## WORK TO COMPLETE
Below are several entries. Transcribe exactly those lines that fall from the one with "Target: water surface" through the one with "Target: water reflection", end lines included.
[DATA LISTING Boundary: Start]
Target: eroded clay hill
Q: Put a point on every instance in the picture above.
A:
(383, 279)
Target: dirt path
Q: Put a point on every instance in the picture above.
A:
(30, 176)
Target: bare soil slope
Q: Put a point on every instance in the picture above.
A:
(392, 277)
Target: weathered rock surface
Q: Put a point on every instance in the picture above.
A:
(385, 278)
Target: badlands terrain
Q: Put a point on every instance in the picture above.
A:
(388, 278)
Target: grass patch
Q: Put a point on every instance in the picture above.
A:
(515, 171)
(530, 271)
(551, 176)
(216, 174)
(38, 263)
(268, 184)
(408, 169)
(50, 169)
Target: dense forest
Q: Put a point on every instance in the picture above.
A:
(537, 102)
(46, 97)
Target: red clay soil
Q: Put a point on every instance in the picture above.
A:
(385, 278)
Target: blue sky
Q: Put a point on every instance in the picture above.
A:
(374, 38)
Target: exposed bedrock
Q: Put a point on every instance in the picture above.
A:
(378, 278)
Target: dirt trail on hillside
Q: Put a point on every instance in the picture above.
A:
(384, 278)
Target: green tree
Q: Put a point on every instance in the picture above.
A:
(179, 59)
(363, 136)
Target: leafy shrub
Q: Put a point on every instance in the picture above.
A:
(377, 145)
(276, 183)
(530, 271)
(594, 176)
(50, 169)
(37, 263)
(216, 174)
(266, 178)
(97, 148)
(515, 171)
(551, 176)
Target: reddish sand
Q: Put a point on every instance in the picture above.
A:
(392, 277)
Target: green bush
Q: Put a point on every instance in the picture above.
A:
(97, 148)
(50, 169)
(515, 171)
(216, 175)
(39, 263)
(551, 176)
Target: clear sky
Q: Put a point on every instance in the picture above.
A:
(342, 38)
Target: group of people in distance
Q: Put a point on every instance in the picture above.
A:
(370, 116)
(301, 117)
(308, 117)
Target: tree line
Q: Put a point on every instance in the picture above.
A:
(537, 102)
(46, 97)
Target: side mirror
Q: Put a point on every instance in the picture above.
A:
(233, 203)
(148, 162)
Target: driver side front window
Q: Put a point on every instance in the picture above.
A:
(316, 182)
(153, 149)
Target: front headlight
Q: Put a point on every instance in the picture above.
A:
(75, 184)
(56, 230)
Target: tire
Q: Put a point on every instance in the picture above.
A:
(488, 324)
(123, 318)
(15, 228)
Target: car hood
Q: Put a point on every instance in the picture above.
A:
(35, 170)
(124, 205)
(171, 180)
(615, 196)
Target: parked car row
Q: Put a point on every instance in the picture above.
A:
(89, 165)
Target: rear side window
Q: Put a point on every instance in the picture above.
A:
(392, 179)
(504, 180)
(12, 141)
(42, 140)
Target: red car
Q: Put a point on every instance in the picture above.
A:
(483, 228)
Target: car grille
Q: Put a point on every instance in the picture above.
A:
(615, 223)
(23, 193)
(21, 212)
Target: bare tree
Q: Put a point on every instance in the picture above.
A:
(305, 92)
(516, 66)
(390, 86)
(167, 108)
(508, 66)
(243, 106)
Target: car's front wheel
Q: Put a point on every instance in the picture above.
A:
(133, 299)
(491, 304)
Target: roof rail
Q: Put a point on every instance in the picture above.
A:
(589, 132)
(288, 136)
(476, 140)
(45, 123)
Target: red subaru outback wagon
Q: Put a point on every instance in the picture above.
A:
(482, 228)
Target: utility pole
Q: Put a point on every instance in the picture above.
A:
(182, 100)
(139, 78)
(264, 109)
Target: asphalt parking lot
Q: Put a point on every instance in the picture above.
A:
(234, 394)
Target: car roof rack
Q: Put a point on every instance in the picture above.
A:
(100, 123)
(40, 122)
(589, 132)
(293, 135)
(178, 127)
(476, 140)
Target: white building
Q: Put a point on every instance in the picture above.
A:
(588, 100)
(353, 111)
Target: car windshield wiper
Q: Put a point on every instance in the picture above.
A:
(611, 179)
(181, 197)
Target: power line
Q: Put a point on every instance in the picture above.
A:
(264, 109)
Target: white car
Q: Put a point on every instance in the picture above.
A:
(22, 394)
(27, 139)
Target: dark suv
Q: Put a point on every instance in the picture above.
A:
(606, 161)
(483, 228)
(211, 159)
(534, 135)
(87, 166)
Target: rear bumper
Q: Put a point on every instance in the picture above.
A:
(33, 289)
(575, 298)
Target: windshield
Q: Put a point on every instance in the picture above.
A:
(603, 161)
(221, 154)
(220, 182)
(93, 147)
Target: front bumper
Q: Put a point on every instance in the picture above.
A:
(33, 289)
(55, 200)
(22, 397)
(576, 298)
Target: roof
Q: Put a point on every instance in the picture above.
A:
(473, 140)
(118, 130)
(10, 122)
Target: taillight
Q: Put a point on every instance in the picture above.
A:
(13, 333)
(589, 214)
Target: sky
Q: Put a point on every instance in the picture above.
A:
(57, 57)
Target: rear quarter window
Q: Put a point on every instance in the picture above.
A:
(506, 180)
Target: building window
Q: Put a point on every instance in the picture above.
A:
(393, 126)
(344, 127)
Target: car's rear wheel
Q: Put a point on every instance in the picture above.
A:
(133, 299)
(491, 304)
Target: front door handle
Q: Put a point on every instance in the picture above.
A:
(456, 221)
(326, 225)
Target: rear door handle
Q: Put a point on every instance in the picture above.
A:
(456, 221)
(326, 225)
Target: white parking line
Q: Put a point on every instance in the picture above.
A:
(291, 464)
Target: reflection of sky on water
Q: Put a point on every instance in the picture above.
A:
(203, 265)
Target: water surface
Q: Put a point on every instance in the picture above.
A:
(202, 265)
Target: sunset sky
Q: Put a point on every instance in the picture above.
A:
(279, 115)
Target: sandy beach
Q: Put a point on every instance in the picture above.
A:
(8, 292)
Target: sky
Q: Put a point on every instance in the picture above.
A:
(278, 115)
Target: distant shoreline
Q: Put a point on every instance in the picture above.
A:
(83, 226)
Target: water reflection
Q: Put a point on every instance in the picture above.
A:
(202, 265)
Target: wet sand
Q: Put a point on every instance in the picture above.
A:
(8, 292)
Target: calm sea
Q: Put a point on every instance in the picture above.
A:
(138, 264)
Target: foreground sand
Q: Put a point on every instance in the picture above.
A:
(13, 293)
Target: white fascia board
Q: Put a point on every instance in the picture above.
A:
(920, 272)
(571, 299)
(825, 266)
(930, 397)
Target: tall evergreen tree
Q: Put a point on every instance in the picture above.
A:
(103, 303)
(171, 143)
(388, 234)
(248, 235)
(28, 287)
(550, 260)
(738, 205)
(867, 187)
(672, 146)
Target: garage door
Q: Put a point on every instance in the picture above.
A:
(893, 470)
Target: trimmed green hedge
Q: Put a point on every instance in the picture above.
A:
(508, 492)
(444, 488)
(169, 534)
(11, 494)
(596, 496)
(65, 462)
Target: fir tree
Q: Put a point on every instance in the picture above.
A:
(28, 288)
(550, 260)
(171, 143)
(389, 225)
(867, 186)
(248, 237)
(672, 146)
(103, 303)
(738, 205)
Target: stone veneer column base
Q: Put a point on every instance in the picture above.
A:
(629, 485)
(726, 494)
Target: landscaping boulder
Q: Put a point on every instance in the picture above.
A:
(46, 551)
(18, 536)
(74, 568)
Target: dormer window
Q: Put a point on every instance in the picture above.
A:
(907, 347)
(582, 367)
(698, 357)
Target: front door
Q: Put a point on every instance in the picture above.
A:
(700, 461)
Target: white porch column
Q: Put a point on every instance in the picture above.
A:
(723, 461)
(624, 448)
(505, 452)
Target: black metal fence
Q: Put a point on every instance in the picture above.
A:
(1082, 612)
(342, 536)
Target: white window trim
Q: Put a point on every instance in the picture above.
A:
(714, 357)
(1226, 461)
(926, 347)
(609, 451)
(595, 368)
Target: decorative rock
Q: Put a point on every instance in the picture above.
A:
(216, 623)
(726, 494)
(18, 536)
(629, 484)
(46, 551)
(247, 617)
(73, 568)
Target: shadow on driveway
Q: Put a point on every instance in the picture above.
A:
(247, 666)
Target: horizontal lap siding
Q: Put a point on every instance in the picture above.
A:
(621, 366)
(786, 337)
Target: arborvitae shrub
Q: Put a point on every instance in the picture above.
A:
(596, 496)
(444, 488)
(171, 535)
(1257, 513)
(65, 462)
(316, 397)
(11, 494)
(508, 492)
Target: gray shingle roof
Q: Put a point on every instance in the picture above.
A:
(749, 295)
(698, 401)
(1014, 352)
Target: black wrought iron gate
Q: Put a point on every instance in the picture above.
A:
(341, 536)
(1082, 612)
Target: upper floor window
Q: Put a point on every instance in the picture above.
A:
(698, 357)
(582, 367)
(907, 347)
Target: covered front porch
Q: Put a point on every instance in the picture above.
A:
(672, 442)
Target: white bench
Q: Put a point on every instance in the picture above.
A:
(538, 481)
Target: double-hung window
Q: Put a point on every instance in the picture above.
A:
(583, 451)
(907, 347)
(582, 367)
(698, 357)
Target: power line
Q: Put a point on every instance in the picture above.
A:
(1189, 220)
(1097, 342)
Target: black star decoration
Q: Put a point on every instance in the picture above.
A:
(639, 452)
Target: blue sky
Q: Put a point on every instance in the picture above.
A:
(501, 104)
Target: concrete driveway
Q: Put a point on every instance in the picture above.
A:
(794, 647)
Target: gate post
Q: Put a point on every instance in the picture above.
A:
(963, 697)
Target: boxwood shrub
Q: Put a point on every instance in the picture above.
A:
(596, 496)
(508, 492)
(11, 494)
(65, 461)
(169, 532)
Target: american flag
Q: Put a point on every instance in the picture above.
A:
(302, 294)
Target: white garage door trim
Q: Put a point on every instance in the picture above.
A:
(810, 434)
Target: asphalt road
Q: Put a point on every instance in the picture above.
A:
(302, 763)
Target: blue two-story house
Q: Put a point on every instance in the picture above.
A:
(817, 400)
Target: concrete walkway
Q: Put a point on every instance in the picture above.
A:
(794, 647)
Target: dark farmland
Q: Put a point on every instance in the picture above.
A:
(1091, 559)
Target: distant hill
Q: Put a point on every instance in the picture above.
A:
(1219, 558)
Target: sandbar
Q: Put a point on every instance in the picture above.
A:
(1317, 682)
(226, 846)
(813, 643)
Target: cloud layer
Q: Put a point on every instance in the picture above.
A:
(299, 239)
[DATA LISTING Boundary: End]
## RESPONSE TO THE TASK
Target: water surface
Q: Put a point on every instance in the picture above.
A:
(202, 265)
Target: sunset sky
Q: Put a point on every instance in the picture above.
A:
(279, 115)
Target: sandy beach
Q: Put a point on every instance in the picture above.
A:
(8, 292)
Target: sky
Q: Put a point on every instance in the picture above.
A:
(278, 115)
Target: distant shoreline
Q: Put a point on every instance in the picture above.
A:
(83, 226)
Target: water reflection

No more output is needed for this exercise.